## Given problem A
Count the lines in the listing below that contain the string "hard". Give only the number.

Some of the selections were a bit iffy, and while it might be churlish to complain after a campaign in which five Irish players debuted, the sight of Fergus McFadden trundling into the fray instead of Stuart McCloskey was dispiriting.  It appears that for all McCloskey’s superb Ulster form, Schmidt doesn’t quite trust him.

Oddly enough, the last two games, from which he left out the country’s best offloader out of the panel altogether, were the ones in which Ireland did look to offload the ball, at least more than usual (i.e. at least once).  But it’s all well and good playing that way against Scotland and Italy when the championship is over, and quite another doing it when the games are clutch and against better opponents.  It feels a bit like Schmidt has wrung as much as he can out of his current template and a major evolution is required to get Ireland back to the pointy end of things.  It would be foolish to underestimate his ability to deliver the goods.  At Leinster, he changed the team from being an offloading side in his first season to one which didn’t offload but passed aggressively on the gainline in his second.  He won the Heineken Cup on both occasions.

One such advancement is surely on the way on the defensive side of things.  Ireland have become leaky without the ball, frequently too narrow and prone to soaking metres and tries out wide, and Andy Farrell’s arrival cannot come soon enough.  With Farrell comes the possibility that Ireland will completely change how they defend – possibly bringing something more like England and Wales’ hard-up approach to defending.  It has got to be worth a look.  The tour to South Africa is daunting but they have problems of their own.  They lack a coach and a fly half – two pretty important things – and while the summer tour is often a ‘last men standing’ affair, the prospect of Henderson, O’Brien, O’Mahony and others returning from injury means Ireland could be heading down there in better health than was the case in either the World Cup or the Six Nations.



  1. ORiordan

     /  March 23, 2016

    Putting aside the game against an abject Italy, Ireland’s inability to score tries through the backs must be a worry (save for Murray’s efforts from 1m out..)

    Muddie Wulliams has been making the valid point, I think, that you need to score at least 3 or more tries against the big southern hemisphere teams to stand a chance of winning and Ireland just aren’t going to be able to bosh their way through.

    I really don’t know where the tries will come from Joe’s current preferred backline and bench where solidity, predictability and versatility seems to be the main criteria for selection.

  2. D6W

     /  March 23, 2016

    I don’t know if you can definitively say Schmidt does not trust McCloskey. It is just as likely that he adamantly wants to play Payne at 13 when he is fit, which means that it is a choice between Henshaw and McCluskey at 12, with Henshaw being favoured due to experience at the moment. Unfortunately McCluskeys lack of versatility means he is not a bench option.

    • Agree on the Payne-at-13 point. He went so far as to say Payne hasn’t even trained at 15, which confirms your logic. That said, if Sonny Bill Williams is versatile enough for the Kiwi bench, then McCloskey is good versatile enough for ours. There has to be a trade off of versatility against impact, and there’s no rule saying McCloskey couldn’t be picked in the No.23 shirt.

      • D6W

         /  March 23, 2016

        PS It seems a bit premature to be comparing McCluskey and Sonny Bill.

      • curates_egg

         /  April 5, 2016

        I would have liked to see McCloskey start the last two games but I think you are totally wrong to see him as a bench option. To my knowledge, he has only ever played 12 for Ulster: that is about the worst possible position to be a bench specialist for. Pretty much every other back in the country apart from him covers at least two positions.

## Given problem B
List every commenter name shown in the rugby article above, giving each name once.

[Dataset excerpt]
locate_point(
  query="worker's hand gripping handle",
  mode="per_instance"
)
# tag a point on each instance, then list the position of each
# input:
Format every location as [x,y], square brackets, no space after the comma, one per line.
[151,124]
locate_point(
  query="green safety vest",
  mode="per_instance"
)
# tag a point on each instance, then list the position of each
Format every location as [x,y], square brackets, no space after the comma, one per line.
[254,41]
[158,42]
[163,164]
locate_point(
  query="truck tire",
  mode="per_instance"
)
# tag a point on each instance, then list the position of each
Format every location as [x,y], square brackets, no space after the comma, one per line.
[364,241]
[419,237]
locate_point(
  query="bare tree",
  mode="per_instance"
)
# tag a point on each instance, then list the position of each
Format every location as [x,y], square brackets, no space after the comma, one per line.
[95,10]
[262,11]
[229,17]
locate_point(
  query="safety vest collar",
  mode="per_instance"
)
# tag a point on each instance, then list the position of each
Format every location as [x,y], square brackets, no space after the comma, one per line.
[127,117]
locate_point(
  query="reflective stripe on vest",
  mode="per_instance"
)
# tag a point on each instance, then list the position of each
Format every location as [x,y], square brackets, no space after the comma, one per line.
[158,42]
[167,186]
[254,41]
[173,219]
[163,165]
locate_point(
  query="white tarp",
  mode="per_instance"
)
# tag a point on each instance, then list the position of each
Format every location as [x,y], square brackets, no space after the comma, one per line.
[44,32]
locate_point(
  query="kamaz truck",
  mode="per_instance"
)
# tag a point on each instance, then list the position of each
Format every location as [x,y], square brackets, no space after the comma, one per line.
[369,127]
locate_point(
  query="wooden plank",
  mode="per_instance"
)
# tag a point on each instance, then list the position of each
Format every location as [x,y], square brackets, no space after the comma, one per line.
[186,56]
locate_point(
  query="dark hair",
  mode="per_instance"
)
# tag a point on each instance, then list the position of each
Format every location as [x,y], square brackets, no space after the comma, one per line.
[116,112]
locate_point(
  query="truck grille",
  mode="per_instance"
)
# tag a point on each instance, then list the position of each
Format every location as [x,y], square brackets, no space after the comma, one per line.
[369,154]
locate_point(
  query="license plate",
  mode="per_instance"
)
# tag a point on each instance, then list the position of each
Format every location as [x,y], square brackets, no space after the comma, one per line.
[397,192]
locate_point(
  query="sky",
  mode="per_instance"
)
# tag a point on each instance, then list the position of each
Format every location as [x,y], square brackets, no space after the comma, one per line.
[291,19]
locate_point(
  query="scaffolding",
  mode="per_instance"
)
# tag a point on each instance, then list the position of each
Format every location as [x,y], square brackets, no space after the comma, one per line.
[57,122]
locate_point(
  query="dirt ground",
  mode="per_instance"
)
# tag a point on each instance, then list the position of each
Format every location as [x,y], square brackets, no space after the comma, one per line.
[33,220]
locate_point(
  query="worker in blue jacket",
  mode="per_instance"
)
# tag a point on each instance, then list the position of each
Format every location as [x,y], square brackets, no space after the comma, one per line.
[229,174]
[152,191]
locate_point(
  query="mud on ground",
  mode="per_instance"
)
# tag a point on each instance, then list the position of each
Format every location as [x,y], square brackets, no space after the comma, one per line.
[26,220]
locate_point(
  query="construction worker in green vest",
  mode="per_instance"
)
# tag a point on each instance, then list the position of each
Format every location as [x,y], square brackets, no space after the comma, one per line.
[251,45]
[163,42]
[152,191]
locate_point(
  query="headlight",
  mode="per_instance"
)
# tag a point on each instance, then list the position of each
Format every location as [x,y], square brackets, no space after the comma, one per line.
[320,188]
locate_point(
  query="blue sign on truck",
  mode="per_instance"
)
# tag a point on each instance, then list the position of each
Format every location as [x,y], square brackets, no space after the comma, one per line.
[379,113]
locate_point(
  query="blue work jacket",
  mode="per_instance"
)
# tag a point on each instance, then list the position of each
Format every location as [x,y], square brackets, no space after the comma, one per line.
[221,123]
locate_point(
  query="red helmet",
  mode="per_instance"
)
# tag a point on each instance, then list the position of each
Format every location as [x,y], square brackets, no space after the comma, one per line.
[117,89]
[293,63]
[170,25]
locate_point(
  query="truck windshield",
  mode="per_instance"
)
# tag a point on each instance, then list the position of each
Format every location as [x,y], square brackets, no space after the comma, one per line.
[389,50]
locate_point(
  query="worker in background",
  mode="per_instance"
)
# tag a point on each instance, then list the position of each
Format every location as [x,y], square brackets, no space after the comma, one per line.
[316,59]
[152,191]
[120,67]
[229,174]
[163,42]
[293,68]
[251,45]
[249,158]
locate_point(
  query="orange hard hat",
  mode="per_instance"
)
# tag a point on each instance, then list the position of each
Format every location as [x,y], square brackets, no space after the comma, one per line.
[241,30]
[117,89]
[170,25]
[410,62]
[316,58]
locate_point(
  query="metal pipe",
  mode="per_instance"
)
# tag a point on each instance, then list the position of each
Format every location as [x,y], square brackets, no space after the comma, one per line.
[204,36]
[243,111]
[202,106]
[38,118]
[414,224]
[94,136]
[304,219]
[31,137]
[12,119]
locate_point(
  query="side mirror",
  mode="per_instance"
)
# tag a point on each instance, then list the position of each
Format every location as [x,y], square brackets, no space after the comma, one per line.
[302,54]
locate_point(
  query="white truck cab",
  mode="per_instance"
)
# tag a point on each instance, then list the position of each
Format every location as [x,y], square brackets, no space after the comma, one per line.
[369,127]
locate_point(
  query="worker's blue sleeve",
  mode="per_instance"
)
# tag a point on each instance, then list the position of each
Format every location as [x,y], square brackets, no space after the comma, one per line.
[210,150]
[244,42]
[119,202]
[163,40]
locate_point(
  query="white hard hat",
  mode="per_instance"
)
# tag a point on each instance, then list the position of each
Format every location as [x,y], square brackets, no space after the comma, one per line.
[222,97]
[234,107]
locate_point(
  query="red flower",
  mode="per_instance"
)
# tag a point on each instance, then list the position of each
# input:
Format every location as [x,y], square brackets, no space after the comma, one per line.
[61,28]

## Worked answer A
2

## Worked answer B
ORiordan
D6W
curates_egg